Print every entry exactly as written.
══ Source records ══
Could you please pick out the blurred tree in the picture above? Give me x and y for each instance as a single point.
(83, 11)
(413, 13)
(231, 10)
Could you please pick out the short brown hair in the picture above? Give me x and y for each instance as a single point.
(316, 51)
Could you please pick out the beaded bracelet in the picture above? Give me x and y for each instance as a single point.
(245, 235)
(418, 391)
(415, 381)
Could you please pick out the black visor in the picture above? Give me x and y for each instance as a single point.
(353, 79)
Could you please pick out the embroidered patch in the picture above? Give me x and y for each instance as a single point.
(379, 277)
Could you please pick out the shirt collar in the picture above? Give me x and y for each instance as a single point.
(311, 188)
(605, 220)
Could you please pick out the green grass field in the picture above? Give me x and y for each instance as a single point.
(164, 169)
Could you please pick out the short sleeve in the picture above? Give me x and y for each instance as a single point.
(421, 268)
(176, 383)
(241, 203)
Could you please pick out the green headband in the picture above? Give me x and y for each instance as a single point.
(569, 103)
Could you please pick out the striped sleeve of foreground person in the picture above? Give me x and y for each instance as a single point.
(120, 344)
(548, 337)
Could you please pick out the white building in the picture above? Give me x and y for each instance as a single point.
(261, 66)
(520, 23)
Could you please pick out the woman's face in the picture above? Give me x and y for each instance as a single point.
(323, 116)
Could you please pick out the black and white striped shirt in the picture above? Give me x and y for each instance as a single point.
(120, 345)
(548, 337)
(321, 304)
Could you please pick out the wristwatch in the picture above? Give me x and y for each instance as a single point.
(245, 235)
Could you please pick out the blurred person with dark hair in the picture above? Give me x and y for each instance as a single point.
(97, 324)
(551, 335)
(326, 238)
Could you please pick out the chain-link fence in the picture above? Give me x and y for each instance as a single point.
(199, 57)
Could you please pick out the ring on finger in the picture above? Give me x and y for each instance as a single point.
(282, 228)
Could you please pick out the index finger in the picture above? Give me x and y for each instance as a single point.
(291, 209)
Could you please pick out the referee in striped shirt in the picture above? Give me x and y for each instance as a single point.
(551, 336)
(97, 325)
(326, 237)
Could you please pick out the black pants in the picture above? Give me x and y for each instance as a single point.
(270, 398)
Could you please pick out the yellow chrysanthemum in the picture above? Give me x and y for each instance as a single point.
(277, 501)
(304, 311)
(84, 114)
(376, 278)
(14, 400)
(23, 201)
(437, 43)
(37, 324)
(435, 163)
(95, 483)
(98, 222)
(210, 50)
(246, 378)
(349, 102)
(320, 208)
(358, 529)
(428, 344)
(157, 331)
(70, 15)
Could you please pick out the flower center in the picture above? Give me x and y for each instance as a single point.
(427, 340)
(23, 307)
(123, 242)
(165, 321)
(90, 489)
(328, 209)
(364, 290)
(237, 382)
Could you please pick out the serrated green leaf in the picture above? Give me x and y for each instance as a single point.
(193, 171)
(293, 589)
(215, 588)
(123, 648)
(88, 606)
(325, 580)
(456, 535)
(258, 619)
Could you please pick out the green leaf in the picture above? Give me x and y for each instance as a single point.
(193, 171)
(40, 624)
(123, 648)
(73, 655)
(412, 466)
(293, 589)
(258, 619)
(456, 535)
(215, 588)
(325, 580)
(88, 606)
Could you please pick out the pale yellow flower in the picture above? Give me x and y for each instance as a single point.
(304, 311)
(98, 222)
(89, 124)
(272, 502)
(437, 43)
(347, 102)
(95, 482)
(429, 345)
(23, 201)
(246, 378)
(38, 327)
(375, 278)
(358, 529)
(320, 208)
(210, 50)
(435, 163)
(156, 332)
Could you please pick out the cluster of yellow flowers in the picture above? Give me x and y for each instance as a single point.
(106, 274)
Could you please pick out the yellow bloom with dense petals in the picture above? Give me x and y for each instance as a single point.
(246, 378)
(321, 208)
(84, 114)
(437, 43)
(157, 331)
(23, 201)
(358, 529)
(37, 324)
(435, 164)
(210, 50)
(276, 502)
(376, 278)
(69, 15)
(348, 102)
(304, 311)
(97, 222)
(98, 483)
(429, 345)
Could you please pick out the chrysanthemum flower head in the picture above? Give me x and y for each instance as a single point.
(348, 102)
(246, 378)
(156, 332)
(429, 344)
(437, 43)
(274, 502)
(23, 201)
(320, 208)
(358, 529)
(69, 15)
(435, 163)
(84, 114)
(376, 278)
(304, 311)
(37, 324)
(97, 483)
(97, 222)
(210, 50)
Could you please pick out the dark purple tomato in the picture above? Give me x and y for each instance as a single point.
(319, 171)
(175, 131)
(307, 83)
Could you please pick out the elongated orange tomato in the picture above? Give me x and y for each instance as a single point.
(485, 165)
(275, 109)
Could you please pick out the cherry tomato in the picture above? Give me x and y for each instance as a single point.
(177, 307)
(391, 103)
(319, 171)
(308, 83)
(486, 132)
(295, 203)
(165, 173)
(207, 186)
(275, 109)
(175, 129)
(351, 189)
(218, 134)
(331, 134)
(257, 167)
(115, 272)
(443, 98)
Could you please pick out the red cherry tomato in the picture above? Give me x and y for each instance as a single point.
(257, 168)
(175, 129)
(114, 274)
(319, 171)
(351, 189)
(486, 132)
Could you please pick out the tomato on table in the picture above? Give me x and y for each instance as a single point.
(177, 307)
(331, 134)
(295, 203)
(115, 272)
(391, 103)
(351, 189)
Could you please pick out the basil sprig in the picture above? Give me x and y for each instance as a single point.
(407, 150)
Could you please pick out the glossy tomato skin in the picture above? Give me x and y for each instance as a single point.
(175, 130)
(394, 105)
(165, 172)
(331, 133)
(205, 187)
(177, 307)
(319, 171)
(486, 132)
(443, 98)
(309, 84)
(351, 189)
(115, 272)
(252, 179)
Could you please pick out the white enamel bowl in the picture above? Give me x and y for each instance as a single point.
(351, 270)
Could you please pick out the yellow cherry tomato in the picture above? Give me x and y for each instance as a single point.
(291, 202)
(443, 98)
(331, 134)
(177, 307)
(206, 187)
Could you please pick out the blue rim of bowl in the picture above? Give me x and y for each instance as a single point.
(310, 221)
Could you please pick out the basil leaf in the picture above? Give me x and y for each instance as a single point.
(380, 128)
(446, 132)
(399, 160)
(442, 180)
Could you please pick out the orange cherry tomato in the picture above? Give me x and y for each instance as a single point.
═══
- **Your solution**:
Could you please pick out the blurred tree in the picture above? Give me x and y for each instance as a single point.
(83, 11)
(413, 13)
(231, 10)
Could you please pick out the short brown hair in the picture above? Give me x and y for each instance as a single point.
(316, 51)
Could you please pick out the beaded bracelet in the picture above? Give me x and y for each instance as a single point.
(245, 235)
(418, 391)
(415, 381)
Could you please pick out the black visor in the picture above? Give me x and y for each instance as a single point.
(353, 79)
Could you please pick out the embroidered patch in the picture above? Give me x and y for each instance as a single point.
(379, 277)
Could you please pick out the shirt collar in the picture above? Give me x and y for each instance as a single point.
(311, 188)
(605, 220)
Could you please pick out the green grass field in the picture above? Give me x and y for each instance as a single point.
(164, 169)
Could you please pick out the short sleeve in the picture above? Give me x and y for each instance as a single point.
(421, 268)
(176, 383)
(241, 203)
Could you please pick out the green headband in the picture above? Give me x and y for each instance as a single point.
(569, 103)
Could you please pick out the striped sleeve of foreground person in the picture above? Give me x and y for each instance as a single point.
(120, 344)
(548, 337)
Could you please pick out the white building in the picture above? Give me x and y for each instance as a single point.
(261, 66)
(520, 23)
Could you please pick out the woman's face in the picture above? Give me x and y for each instance as a single point.
(323, 116)
Could you please pick out the black and white striped shirt in the picture above? Give me x and y for each instance as a single point.
(120, 345)
(548, 337)
(321, 304)
Could you please pick out the wristwatch in the picture above? Give me x and y for each instance as a single point.
(245, 235)
Could you please pick out the blurred person with dark hair in the picture above? Give me x and y for each instance as a single point.
(97, 324)
(551, 335)
(326, 238)
Could you please pick out the chain-link fence in the picture above? Give me x and y for each instance as a single point.
(199, 57)
Could you please pick out the ring on finger in the picture above? Give me x and y for each instance as a single point.
(282, 228)
Could you please pick out the index finger in the picture above? Give me x and y for each instance as a single point.
(291, 209)
Could you please pick out the referee in striped shirt in the picture above? Give me x and y for each instance as a single point.
(551, 336)
(97, 325)
(326, 237)
Could you please pick out the black pants in the picture above? Give me x and y for each instance as a single point.
(270, 398)
Could you please pick out the yellow chrysanthemum in the picture above? Give me x and y for each instance as a single point.
(277, 501)
(304, 311)
(84, 114)
(376, 278)
(14, 400)
(23, 201)
(437, 43)
(37, 324)
(435, 163)
(95, 483)
(98, 222)
(210, 50)
(246, 378)
(349, 102)
(320, 208)
(358, 529)
(428, 344)
(157, 331)
(70, 15)
Could you please pick out the flower center in the picture above? Give me x and y for each instance as a single point.
(427, 340)
(23, 307)
(123, 242)
(165, 321)
(90, 489)
(328, 209)
(364, 290)
(237, 382)
Could you please pick out the serrated green leaf in the picture above? Give me x and y for each instance as a single point.
(193, 171)
(293, 589)
(215, 588)
(123, 648)
(88, 606)
(325, 580)
(456, 535)
(258, 619)
Could you please pick out the green leaf in the picture above? Give me x and y for each instance as a single point.
(193, 171)
(40, 624)
(123, 648)
(73, 655)
(412, 466)
(293, 589)
(258, 619)
(456, 535)
(215, 588)
(325, 580)
(88, 606)
Could you please pick out the pale yellow flower in the picture above? Give me x and y for each instance as a single point.
(304, 311)
(98, 222)
(89, 124)
(272, 502)
(437, 43)
(347, 102)
(95, 482)
(429, 345)
(23, 201)
(246, 378)
(38, 327)
(375, 278)
(358, 529)
(320, 208)
(210, 50)
(435, 163)
(156, 332)
Could you please pick out the cluster of yellow flowers in the picture above? Give me x and y for each instance as a single point.
(106, 274)
Could you please pick out the yellow bloom with dense petals in the picture above? Give me x and y for each instance as a single point.
(246, 378)
(321, 208)
(84, 114)
(437, 43)
(157, 331)
(23, 201)
(358, 529)
(37, 324)
(435, 164)
(210, 50)
(276, 502)
(376, 278)
(69, 15)
(348, 102)
(304, 311)
(97, 222)
(98, 483)
(429, 345)
Could you please pick out the chrysanthemum flower head in the picture above? Give me x and y for each instance as a single point.
(348, 102)
(246, 378)
(156, 332)
(429, 344)
(437, 43)
(274, 502)
(23, 201)
(320, 208)
(358, 529)
(69, 15)
(435, 163)
(84, 114)
(376, 278)
(304, 311)
(37, 324)
(97, 483)
(97, 222)
(210, 50)
Could you please pick out the dark purple tomato in the picture above? Give me x and y for each instance as a single point.
(319, 171)
(175, 131)
(307, 83)
Could you please pick out the elongated orange tomato in the picture above? Give me x and y for each instance as a single point.
(485, 165)
(275, 109)
Could you please pick out the cherry tomato in the picture above? Give me x and y for each instance as a single point.
(177, 307)
(391, 103)
(319, 171)
(308, 83)
(486, 132)
(295, 203)
(165, 173)
(207, 186)
(275, 109)
(175, 129)
(351, 189)
(218, 134)
(331, 134)
(257, 167)
(115, 272)
(443, 98)
Could you please pick out the red cherry tomato in the picture above? Give me x and y for each instance as a single point.
(257, 168)
(175, 129)
(114, 274)
(319, 171)
(351, 189)
(486, 132)
Could you please pick out the tomato on table in the picture above? Give me x and y for each instance as a single point.
(177, 307)
(331, 134)
(295, 203)
(115, 272)
(391, 103)
(351, 189)
Could you please pick out the basil sprig in the picture above? Give me x and y for each instance as a single point.
(407, 150)
Could you please pick out the glossy tomato skin in the picture above? Give me x and y for each instance as a single point.
(175, 130)
(394, 105)
(165, 172)
(331, 133)
(205, 187)
(177, 307)
(319, 171)
(486, 132)
(443, 98)
(309, 84)
(351, 189)
(115, 272)
(252, 179)
Could you please pick out the white enamel bowl in the picture above? Give me x and y for each instance as a single point.
(351, 270)
Could you please pick out the yellow cherry tomato in the picture above? Give me x and y for each instance as a single point.
(291, 202)
(443, 98)
(331, 134)
(177, 307)
(206, 187)
Could you please pick out the blue rim of bowl in the picture above? Give me x and y for each instance as a single point.
(310, 221)
Could you please pick out the basil leaf in the picture above? Give me x and y for each instance as a single point.
(380, 128)
(446, 132)
(399, 160)
(442, 180)
Could you please pick out the orange cherry tomato in the picture above? Give me x and y for each instance as a single point.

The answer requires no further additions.